§ **Supplied records**
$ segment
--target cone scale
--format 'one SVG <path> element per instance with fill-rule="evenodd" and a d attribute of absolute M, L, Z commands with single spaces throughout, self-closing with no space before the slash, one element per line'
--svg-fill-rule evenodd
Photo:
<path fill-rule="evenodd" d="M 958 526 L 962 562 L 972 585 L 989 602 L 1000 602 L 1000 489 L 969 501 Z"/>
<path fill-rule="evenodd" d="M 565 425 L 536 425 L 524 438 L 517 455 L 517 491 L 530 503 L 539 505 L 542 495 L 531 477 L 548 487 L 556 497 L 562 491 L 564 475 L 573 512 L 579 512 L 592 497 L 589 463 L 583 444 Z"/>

§ **Your goal**
Output each entry precisely as given.

§ **Exercise answer**
$ segment
--target cone scale
--format 'one SVG <path> element per instance with fill-rule="evenodd" and a d attribute of absolute M, L, Z commands with single spaces throughout, self-closing with no space before the slash, one element per line'
--svg-fill-rule evenodd
Photo:
<path fill-rule="evenodd" d="M 958 526 L 962 562 L 972 585 L 989 602 L 1000 602 L 1000 489 L 969 501 Z"/>
<path fill-rule="evenodd" d="M 565 425 L 536 425 L 524 438 L 517 455 L 517 491 L 530 503 L 539 505 L 542 495 L 531 477 L 548 487 L 556 497 L 562 491 L 564 475 L 573 512 L 579 512 L 592 497 L 589 463 L 583 444 Z"/>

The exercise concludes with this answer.